Vondelpark were an English indie pop group, formed in 2010 in London, England. The band consists of Lewis Rainsbury, Alex Bailey and Matt Lawrenson. The band is named after the public park of the same name.

After signing to R&S Records, the band released their first EP, Sauna in 2010. The band's second EP, NYC Stuff And NYC Bags was released in 2011. This was followed by their third release, Dracula EP in 2012. The band's debut album, Seabed, was released on 1 April 2013.

On 20 January 2016, Vondelpark wrote on Facebook that band was split up. Despite that, on 16 November 2022, the band released a new single titled "Greenish" via Spotify on which all three original members are credited.

Musical style
The band's music includes elements from various genres such as indie pop, dream pop, contemporary R&B, ambient, synthpop, soft rock, dubstep, and UK bass. The band draw inspiration from various musical acts such as Motown artists, Robert Glasper, Arthur Russell, Barry White, Herbie Hancock, and Dexter Wansel. The band was also compared to numerous alternative and R&B acts, such as My Bloody Valentine, The xx, New Order, The Cure, Ariel Pink, Drake and The Weeknd. The band described their musical style as "Radiohead quietstorm."

Members
Lewis Rainsbury - production, vocals, guitar, bass, programming, electronics, synths (2010–2016)

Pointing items
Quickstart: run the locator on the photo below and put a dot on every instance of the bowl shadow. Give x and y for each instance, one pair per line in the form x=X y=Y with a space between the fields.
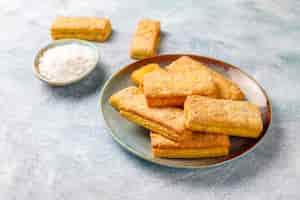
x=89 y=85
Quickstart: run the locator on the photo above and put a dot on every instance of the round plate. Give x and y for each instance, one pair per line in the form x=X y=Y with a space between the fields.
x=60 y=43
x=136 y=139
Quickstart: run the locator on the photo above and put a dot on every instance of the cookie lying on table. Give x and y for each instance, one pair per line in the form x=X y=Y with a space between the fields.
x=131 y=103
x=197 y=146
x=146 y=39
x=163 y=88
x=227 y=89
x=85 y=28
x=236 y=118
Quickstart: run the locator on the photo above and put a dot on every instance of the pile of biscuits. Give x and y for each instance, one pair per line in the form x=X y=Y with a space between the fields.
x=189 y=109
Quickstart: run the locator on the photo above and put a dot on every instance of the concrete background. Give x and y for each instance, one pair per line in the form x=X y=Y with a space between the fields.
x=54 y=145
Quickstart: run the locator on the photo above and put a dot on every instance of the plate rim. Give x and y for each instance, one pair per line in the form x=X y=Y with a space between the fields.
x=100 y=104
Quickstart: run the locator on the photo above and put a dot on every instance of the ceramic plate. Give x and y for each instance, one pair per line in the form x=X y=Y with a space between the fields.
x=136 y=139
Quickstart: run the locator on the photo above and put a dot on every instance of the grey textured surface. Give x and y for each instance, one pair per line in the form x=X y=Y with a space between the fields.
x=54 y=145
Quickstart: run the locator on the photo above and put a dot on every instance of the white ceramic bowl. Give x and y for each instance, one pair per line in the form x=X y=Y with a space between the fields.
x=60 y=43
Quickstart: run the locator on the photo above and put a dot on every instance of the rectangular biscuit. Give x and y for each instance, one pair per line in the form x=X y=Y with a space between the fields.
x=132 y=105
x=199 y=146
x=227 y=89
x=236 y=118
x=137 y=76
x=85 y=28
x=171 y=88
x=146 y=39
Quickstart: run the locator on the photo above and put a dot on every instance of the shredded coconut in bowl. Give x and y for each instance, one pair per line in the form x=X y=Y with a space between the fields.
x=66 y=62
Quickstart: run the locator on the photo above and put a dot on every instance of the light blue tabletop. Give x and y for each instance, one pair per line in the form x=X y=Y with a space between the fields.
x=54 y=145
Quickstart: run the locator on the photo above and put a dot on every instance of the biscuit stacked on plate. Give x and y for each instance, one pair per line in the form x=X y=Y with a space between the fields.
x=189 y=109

▸ **Request**
In the Vondelpark article, how did the band describe their own musical style?

▸ **Result of the task**
They described it as "Radiohead quietstorm."